Stored records:

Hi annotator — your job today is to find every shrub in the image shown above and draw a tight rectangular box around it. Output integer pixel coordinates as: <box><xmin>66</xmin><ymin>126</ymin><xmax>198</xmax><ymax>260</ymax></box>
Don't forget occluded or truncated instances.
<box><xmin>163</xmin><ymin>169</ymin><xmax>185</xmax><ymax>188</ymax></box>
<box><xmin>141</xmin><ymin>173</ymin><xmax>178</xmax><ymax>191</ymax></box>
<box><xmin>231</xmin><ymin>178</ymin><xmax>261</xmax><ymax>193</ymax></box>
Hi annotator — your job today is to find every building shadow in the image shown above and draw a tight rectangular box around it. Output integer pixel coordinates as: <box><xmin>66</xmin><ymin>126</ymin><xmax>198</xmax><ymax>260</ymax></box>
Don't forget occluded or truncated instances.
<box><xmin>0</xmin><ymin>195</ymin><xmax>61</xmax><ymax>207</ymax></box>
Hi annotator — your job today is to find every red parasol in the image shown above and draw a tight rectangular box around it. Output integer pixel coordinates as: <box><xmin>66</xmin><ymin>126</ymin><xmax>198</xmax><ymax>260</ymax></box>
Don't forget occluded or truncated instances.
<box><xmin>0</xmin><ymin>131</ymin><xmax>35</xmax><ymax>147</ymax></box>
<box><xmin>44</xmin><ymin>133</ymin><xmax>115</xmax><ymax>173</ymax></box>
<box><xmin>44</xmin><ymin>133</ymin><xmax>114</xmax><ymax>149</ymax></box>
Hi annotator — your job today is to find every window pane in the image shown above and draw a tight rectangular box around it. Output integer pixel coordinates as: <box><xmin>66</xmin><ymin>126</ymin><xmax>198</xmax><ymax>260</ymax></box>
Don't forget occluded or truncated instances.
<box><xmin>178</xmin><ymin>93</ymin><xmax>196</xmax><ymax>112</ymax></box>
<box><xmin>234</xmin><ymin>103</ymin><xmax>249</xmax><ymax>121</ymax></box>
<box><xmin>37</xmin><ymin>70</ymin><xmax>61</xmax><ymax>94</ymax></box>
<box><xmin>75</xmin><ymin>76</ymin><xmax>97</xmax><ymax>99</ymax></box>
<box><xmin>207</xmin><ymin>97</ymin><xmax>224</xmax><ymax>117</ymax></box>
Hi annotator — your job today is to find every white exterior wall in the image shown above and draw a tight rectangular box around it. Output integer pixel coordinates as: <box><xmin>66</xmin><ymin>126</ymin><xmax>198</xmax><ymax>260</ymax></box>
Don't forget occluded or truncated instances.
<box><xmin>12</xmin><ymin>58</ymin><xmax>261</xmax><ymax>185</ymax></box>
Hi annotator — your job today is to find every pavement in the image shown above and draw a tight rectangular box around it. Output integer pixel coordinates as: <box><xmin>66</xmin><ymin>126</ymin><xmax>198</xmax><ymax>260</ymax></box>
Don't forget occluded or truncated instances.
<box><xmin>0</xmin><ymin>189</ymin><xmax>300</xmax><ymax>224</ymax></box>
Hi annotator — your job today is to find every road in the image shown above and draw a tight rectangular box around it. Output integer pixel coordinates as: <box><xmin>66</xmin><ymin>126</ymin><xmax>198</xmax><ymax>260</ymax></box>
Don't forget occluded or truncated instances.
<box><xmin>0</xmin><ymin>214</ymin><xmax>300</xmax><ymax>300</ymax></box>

- **SET EXERCISE**: Please find each line in the items above that contains the word "tight" and copy those lines out in full. Case counts.

- **TASK RESULT**:
Hi annotator — your job today is to find every shrub in the image shown above and draw a tight rectangular box around it. Output integer pixel coordinates as: <box><xmin>66</xmin><ymin>126</ymin><xmax>198</xmax><ymax>260</ymax></box>
Hi annotator — your job today is to find every building shadow in the image shown above and draw a tight rectangular box around it. Output integer pixel coordinates as: <box><xmin>66</xmin><ymin>126</ymin><xmax>198</xmax><ymax>260</ymax></box>
Hi annotator — your job today is to find every red parasol in the image shown above and draw a tight rectangular box around it. Output integer pixel coordinates as: <box><xmin>66</xmin><ymin>126</ymin><xmax>198</xmax><ymax>260</ymax></box>
Hi annotator — your job today is to find every window pane in the image shown above and draw a tight rectangular box around it. Output integer pixel coordinates as: <box><xmin>66</xmin><ymin>126</ymin><xmax>198</xmax><ymax>260</ymax></box>
Hi annotator — your job today is to find every white exterior wall in the image shown above and draw a tight rectangular box around it. Output integer pixel coordinates as: <box><xmin>66</xmin><ymin>126</ymin><xmax>198</xmax><ymax>260</ymax></box>
Hi annotator — your job today is to find every pavement in the image shown above and draw a tight rectangular box around it. Output integer pixel coordinates as: <box><xmin>66</xmin><ymin>126</ymin><xmax>198</xmax><ymax>260</ymax></box>
Hi annotator — your job today is to find every road in the image shown above and draw a tight rectangular box around it. Output integer pixel coordinates as: <box><xmin>66</xmin><ymin>126</ymin><xmax>198</xmax><ymax>260</ymax></box>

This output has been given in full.